**EXERCISE TASK A**
List every store or shopping website named in the wedding registry essay.
**EXERCISE TASK B**
Resume the wedding registry essay after its final sentence, keeping the same first-person voice.

**TEXT SEGMENT**
Stories

Weddingchanneled

Planning a wedding is a detailed job: narrowing down the wedding party, choosing flowers, and deciding between the white food processor and the chrome one. MACKENZIE DAWSON PARKS discovers the business of wedding registries, and learns how to make it work for her.

When my boyfriend Nick brought forth a diamond ring during a walk on a rainy Cape Cod beach and asked me to marry him, I was thrilled. Not only had he asked me to spend the rest of my life with him; he had also given me another great gift—the opportunity to obtain lots of stuff.

Before I was engaged, I had watched perfectly reasonable, extremely intelligent women dissolve into Stepford-esque simplemindedness as they discussed the pros and cons of various china patterns, or the practicality of registering for more sets of wine glasses than you thought you’d need. (“Better to be safe than sorry!” they’d all agree, laughing merrily as they blinded each other with the be-carat-ed chunks on their left ring fingers.)

Not me, I thought. That’s not my thing.

That is, until I registered. To me, the kitchen has always been where the refrigerator lives, and thus where leftover takeout goes to die. I did not experiment with baking; I did not find cooking relaxing. Nor did I give lovely, imaginative dinner parties.

Almost overnight, though, I became besotted with casserole dishes and chrome toasters. Not because I needed them—but because I wanted them. As many of them as possible—all matching, of course.

“What do we need brandy glasses for? We don’t even drink brandy,” Nick, grinchlike in his practicality, pointed out.

“And if we suddenly start drinking it, and we don’t have any brandy glasses? What do you think we’re going to use… wine glasses?” I snorted. Somewhere, the heart of the Crate & Barrel CEO began pumping faster as it sensed my consumerist spirit awakening.

I analyzed my registries with the urgency of a stockbroker monitoring the Nasdaq. “We’re down two sets of crystal glasses! Only one more to go and we’re in the clear!” And it wouldn’t stop there. I registered for a BBQ tool set, even though we had no grill. I picked out not one, but two soup tureens. I said, “Yes, please,” to both everyday and special-occasion dish sets, and, “Thank you, I believe I will,” to two different cake stands. Nick frowned. “Two cake stands? Really?”

“One is for cakes, the other is for assorted dessert items,” I explained, without the slightest idea how to make petit fours but with every intention of finding out if they could be purchased, ready-made, from Williams-Sonoma.

On several weekday afternoons, I enlisted friends to accompany me to Tiffany so I could “visit” with my silver pattern, stroking its glass display case as a new parent would in the maternity ward visiting room. “I think the engraved birds and flowers are so much more interesting than a plain pattern, don’t you?” I’d coo, as my friends stifled their yawns.

So I was a little obsessed, yes, but that was nothing compared to what was still in store for me. Soon I learned I could sift through all my registries at once, thanks to Weddingchannel.com, a sort of clearinghouse for all things wedding-related. Type in the name of an engaged friend, and the site spits back where that friend has registered (provided, of course, that their store of choice is one of the 18 affiliated with Weddingchannel.com).

The logical fiancée in me delighted in being able to see my registries all neatly lined up in a row; the greedy fiancée in me loved seeing a perfect, oval “0” next to “ITEMS REMAINING.”

**ENTRIES PROVIDED**

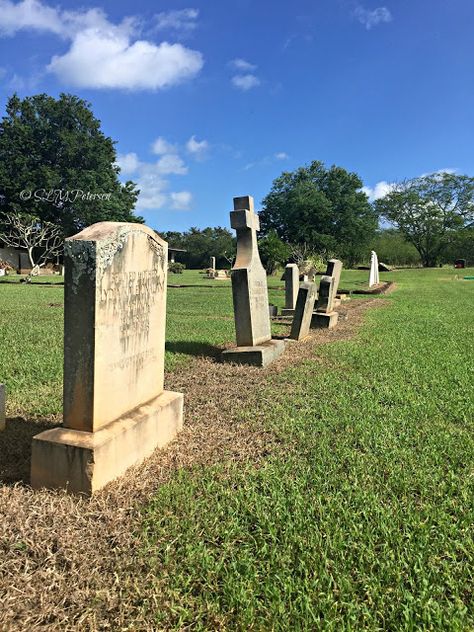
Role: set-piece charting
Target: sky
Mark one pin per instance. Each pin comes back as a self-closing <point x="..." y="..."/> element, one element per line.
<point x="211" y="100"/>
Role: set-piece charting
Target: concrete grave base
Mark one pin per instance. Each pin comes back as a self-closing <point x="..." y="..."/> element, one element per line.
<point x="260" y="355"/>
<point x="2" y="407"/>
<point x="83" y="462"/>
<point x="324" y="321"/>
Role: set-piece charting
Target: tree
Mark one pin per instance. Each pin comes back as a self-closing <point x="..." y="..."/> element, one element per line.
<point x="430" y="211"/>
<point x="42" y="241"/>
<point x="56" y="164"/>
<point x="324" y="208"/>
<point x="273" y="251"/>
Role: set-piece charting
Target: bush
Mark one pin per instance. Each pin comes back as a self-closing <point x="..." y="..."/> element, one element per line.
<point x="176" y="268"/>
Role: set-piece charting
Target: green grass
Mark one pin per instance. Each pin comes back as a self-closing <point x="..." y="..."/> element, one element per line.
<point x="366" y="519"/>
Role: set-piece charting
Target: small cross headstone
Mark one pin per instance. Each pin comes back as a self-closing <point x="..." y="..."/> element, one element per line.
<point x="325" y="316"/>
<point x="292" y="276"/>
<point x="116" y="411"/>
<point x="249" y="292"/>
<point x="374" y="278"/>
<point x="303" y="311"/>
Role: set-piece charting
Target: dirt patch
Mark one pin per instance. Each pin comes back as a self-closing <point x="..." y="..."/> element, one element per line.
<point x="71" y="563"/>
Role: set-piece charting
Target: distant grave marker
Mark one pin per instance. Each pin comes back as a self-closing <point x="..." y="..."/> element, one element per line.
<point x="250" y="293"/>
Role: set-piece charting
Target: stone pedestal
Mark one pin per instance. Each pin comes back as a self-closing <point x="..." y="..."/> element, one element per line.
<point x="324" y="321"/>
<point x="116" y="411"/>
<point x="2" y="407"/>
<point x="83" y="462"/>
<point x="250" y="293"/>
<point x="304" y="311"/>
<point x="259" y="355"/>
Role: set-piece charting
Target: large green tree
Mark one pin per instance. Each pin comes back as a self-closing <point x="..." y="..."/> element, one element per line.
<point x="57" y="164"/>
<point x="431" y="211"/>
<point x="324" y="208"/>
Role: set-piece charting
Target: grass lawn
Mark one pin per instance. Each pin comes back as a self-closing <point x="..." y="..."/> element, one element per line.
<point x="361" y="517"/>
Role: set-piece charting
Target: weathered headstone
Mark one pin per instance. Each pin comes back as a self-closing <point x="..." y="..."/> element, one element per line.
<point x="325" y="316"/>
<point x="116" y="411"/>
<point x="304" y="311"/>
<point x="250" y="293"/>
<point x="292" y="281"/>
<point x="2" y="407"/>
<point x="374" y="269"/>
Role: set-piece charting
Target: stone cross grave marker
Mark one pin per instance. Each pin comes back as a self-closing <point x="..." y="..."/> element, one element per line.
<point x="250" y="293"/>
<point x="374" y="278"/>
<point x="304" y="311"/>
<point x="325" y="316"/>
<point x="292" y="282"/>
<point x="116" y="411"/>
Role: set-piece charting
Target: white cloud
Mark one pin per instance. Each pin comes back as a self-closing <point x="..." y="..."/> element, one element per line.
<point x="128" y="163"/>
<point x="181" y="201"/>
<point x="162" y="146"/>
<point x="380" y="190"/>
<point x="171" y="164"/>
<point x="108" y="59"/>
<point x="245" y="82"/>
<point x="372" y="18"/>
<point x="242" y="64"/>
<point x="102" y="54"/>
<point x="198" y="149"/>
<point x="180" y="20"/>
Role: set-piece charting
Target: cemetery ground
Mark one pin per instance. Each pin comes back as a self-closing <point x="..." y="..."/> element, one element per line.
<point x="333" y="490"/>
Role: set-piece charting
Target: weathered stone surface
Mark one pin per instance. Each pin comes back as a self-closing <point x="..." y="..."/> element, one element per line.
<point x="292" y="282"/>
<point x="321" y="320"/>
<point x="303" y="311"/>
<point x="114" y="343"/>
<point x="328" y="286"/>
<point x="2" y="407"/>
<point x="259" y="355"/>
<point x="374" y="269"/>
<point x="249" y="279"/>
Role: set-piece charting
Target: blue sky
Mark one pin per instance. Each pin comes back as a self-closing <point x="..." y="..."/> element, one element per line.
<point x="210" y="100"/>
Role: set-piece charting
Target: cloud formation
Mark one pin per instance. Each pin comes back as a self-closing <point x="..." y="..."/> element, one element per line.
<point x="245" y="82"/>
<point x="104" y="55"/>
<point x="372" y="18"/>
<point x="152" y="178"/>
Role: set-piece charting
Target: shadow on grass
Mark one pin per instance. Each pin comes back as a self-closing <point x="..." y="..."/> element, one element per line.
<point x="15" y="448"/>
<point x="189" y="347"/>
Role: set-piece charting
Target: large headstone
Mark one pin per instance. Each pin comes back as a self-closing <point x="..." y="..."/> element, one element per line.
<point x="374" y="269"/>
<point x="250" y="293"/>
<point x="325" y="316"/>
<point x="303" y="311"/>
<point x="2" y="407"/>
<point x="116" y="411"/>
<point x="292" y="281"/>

--

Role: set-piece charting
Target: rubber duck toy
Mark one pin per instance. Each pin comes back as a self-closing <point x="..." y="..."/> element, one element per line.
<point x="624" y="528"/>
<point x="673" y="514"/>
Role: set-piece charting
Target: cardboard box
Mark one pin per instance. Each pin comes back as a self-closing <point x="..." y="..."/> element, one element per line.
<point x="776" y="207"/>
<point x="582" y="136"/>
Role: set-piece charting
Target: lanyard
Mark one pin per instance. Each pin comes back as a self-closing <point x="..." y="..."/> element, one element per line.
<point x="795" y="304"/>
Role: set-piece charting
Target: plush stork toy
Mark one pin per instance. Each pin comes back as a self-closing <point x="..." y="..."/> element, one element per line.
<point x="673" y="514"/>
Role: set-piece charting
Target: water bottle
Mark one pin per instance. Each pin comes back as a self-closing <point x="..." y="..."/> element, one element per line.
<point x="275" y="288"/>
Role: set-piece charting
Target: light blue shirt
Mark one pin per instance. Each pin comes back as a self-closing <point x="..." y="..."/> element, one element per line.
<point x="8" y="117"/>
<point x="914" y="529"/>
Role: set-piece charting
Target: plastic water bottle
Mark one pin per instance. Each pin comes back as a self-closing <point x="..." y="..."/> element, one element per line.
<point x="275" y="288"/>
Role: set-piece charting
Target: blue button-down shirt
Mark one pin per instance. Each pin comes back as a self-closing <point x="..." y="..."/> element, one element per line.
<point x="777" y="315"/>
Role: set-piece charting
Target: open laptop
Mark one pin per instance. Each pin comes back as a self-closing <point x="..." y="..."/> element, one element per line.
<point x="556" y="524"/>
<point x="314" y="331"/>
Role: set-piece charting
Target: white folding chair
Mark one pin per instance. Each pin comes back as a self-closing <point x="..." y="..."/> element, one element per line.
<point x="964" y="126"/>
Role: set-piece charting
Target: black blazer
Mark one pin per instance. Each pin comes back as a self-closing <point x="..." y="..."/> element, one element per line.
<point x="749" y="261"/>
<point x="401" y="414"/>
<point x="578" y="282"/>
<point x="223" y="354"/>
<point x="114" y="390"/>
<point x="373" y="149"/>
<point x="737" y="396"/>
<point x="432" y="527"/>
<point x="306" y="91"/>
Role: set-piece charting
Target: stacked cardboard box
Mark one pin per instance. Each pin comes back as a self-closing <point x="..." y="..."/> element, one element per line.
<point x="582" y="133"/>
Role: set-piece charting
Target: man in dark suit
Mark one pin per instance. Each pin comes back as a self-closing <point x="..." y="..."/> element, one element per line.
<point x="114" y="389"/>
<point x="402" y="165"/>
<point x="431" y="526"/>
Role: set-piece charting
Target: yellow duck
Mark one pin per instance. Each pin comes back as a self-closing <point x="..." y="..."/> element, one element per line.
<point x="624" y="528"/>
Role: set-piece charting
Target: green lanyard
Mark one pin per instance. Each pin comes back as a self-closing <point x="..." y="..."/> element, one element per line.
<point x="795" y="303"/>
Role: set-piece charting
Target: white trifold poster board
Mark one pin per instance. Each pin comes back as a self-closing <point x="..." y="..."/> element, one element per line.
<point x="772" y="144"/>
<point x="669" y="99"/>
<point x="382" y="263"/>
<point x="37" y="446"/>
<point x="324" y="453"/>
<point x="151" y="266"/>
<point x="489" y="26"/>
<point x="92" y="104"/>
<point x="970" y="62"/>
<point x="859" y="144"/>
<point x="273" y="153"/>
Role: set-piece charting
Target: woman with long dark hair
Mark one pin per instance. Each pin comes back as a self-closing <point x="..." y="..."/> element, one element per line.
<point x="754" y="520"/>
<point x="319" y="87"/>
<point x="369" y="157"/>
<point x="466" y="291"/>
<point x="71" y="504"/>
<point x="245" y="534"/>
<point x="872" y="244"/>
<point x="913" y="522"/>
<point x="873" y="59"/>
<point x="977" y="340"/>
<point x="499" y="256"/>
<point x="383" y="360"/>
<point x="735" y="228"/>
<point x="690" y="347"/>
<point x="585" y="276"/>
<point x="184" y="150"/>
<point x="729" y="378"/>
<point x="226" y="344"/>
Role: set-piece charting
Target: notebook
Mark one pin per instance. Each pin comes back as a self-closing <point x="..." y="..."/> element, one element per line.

**EXERCISE ANSWER A**
Crate & Barrel, Williams-Sonoma, Tiffany, Weddingchannel.com

**EXERCISE ANSWER B**
I analyzed the ebbs and flows of my registries with the urgency of a stockbroker monitoring the Nasdaq. “We’re down two sets of crystal glasses! Only one more to go and we’re in the clear!” I’d bark at Nick, as he waved his hands above his head, feigning excitement.

Slowly, though, my interests broadened; no longer content with browsing my own cache, I turned to others. I had several other friends who were getting married within a few months of me, so I began to Weddingchannel them. Out for drinks one night, I turned to Julie and said, “I like the sprigged dishware you registered for at Macy’s.” She smiled. “Oh, and I notice somebody bought your wine rack!” I said to Emily.

If weddings are a sport, then I was a participant who was quickly becoming a spectator as well. And the registries: That’s how you keep score.

As I ran out of friends who were getting married, I turned to the world of celebrities to find some registries to critique. Typing their names into Weddingchannel, I hoped their registries would be available to the viewing public and that maybe we had even picked out some of the same items. Yes, they frequently were, and, no, we never did.

But there’s only so long you can eye the sterling silver Elsa Peretti pasta servers requested by the ill-fated Minnelli-Gest party before you long for the material desires of normal, everyday folks. Those who don’t know the difference between a salad fork and a dinner fork but want them both in 12 place settings anyway. That is, my competition.

And so I began using Weddingchannel.com as a way to find out things about people I’d lost touch with—a sort of nuptials-only version of Google. I’d type in the names of ex-boyfriends and feel smug if I saw they weren’t even engaged—or if they were, I’d still be satisfied they weren’t even registered at any of the Weddingchannel-approved stores. I entered the names of people I never even liked—and, eventually, of people I didn’t know at all. This was easy: I’d just type in a common last name like ‘Smith’ or ‘Jones’ and watch as the results washed in.


* * *


As my wedding day came and went, though, the stream of presents to my door, once flowing and abundant, slowed to a weak trickle. Knowing that etiquette allows a wedding guest one year to send a present, I kept the faith, religiously logging in to Weddingchannel to check if anything had changed. Most of the time, it hadn’t.

Finally, a rash of gifting activity from my husband’s unmarried male friends right before our first anniversary trumpeted the end. Though I could still view my registries at Weddingchannel, I would never see my numbers change. I could watch other people’s registries fill and empty, but now, out of the game, I didn’t care anymore. I had had a good run of it, but now my era was over.

Or was it?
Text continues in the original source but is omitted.